### Written request
Return, word for word, the stretch of the Pipenv setup excerpt between "If you create" and "in your notebooks.", inclusive.

The way I do it, because I use [Pipenv](https://github.com/pypa/pipenv) to manage virtual environments for my project, and it automatically sources `.env` files when you run a command with `pipenv run`, is to just set the environment variable in a `.env` file in my project root.

In [3]:
# Show relevent line of .env file
!grep PYTHONSTARTUP .env

PYTHONSTARTUP=/home/ghing/workspace/python-data-cheatsheet/.startup.py


This might seem like a lot to set up, but it's worth it to not have to think about mid-project. If you have one main project/virtual environment for your data analysis, you can do this once and set it and forget it.

If you create many projects, I highly recommend the [DataKit](https://datakit.ap.org/) tool which will initialize all of this whenever you bootstrap a new project.

In [4]:
# Setup

import os

import numpy as np
import pandas as pd

# Import the settings module
import settings

Then you can easily use the paths to data directories defined in your settings module to build paths to data that you open or save in your notebooks.

### Given material

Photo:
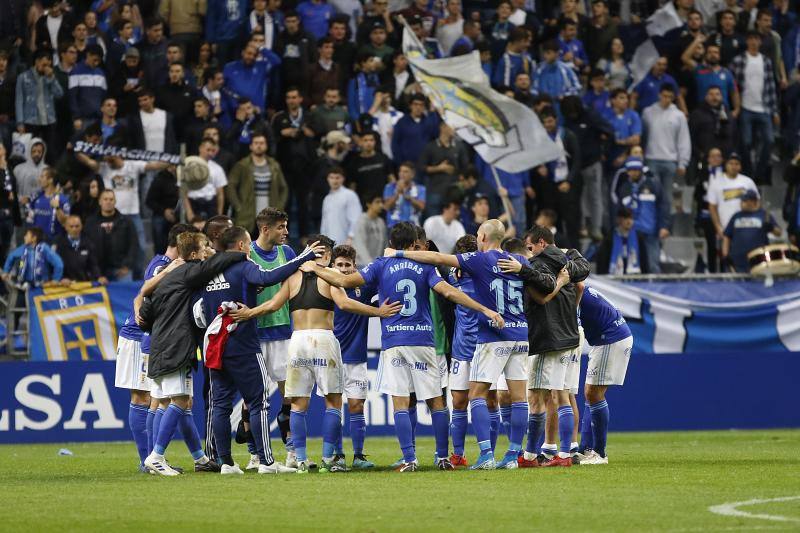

### Reply
If you create many projects, I highly recommend the [DataKit](https://datakit.ap.org/) tool which will initialize all of this whenever you bootstrap a new project.

In [4]:
# Setup

import os

import numpy as np
import pandas as pd

# Import the settings module
import settings

Then you can easily use the paths to data directories defined in your settings module to build paths to data that you open or save in your notebooks.